### Exercise text
Child support laws exist to ensure that mothers and fathers support their children, even if the children are not living with both biological parents.
They do not require parents to be married to establish an award, only paternity or maternity must be proven for an obligation to be found. Once paternity is established, usually through a DNA test, courts follow state-mandated guidelines or court determinations in determining an award.
In child support actions, one parent is usually designated as the custodial parent, and accorded the role of primary caregiver. The other parent, or non-custodial parent, is regarded by the laws as the non-custodial parent and remains obligated to pay a proportion of the costs involved in raising the child. In some joint custody cases, where the role of primary caregiver is split equally, laws may dictate that one parent continue to pay for support, if there is a significant disparity in the two parents’ incomes.
Child laws vary from jurisdiction to jurisdiction and there are many approaches to determining the amount of award payments. Many states consider multiple several factors when determining support, such as the income of the parents, the number and ages of children living at home, basic living expenses and school costs. If the child has special needs, the laws may take costs involved with caring for these childrens’ exceptional situation into consideration.
They may provide for the earmarking of funds for specific items, such as school fees, day care or medical expenses. These laws serve to make custodial parents more accountable for the money they receive from non-custodial parents, and ensure that the children get what they need. For example, in some jurisdictions may require parents to pay tuition fees directly to their child’s school, rather than remitting money to the custodial parent.

### Exercise requirements
[A] In the child support text, how is paternity usually established?
[B] Extend the text on child support laws, picking up after its final sentence.

### Data excerpts
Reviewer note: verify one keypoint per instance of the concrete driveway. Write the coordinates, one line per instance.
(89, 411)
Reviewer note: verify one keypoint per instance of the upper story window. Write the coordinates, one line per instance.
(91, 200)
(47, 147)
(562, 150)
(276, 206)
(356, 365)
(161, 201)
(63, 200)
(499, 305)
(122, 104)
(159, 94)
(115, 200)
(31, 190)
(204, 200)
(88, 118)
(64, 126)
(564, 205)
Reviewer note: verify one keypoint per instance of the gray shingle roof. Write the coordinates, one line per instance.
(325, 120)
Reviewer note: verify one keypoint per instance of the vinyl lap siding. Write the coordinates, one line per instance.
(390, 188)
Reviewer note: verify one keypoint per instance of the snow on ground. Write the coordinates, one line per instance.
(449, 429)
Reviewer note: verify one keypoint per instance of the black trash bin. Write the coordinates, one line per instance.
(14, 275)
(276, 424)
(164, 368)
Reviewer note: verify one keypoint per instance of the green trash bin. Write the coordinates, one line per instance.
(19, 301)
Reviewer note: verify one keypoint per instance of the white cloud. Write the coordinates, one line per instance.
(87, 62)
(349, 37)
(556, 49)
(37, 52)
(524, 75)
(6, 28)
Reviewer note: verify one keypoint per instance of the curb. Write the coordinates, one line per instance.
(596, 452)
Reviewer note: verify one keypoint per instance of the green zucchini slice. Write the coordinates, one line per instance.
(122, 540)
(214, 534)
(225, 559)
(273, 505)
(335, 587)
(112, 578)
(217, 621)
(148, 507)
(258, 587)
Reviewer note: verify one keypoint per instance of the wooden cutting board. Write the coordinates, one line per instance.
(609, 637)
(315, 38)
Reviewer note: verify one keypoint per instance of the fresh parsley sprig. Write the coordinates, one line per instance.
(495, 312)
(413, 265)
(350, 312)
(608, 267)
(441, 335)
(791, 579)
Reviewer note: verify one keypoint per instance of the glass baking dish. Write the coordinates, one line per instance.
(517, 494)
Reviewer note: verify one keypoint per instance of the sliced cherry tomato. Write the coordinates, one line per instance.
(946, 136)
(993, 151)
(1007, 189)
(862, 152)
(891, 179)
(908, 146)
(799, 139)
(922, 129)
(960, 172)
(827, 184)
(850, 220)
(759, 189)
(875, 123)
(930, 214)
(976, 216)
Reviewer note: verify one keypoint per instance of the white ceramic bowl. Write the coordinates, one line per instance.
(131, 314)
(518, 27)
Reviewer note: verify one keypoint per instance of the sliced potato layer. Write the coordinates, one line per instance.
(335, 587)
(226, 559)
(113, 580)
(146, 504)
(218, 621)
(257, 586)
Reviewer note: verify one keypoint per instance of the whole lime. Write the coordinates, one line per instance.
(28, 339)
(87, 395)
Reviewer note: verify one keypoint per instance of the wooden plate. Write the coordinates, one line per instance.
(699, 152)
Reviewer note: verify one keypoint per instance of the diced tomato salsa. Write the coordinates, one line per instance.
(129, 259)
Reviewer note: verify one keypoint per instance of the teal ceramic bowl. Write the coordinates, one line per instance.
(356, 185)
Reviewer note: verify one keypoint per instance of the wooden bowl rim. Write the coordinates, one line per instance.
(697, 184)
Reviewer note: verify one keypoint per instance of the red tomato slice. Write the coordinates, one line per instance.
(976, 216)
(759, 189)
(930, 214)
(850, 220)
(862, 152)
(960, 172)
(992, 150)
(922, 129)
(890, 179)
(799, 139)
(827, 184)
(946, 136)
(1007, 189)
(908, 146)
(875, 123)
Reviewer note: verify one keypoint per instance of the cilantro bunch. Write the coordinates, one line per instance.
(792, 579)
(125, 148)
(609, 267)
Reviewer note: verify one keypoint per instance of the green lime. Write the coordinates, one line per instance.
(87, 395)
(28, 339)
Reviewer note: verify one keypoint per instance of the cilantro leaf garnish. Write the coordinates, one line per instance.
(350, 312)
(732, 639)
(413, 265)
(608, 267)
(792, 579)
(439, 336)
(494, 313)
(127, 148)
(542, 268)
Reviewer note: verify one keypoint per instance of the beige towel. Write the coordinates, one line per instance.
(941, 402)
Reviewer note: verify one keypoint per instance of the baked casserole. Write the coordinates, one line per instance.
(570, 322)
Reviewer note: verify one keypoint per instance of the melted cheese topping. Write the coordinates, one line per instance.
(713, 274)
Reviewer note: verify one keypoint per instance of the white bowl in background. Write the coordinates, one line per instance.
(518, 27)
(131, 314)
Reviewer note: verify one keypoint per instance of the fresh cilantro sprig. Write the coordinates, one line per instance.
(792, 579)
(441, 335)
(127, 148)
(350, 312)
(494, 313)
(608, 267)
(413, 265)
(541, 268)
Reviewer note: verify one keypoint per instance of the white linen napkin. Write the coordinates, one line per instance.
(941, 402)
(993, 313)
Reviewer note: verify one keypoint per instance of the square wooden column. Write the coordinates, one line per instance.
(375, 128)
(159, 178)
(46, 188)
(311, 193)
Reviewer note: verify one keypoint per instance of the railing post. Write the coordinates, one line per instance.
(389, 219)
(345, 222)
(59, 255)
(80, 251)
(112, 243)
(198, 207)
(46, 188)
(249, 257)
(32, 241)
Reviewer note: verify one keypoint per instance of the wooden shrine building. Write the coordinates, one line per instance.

### Written answers
[A] Paternity is usually established through a DNA test.

[B]
Each parent may also be required to assume a percentage of expenses for various needs. For instance, in the U. S. state of Massachusetts, custodial parents are required to pay for the first $100 of annual uninsured medical costs incurred by each child before non-custodial parents are charged. Often, non-custodial parents may be required to add their children to their health insurance plans. This is done to reduce the number of children receiving public assistance.
Most laws provide a mechanism that will imprison a non-custodial parent if they fail to pay their amount due. Non-custodial parents can be sentenced to jail time for up to six months for non-payment. While incarcerated, the parents are still responsible for the amount due and future payments. Child support laws often do not make provisions for if a non-custodial parent is unemployed, filing for bankruptcy, or even homeless — child support must be paid and will be enforced.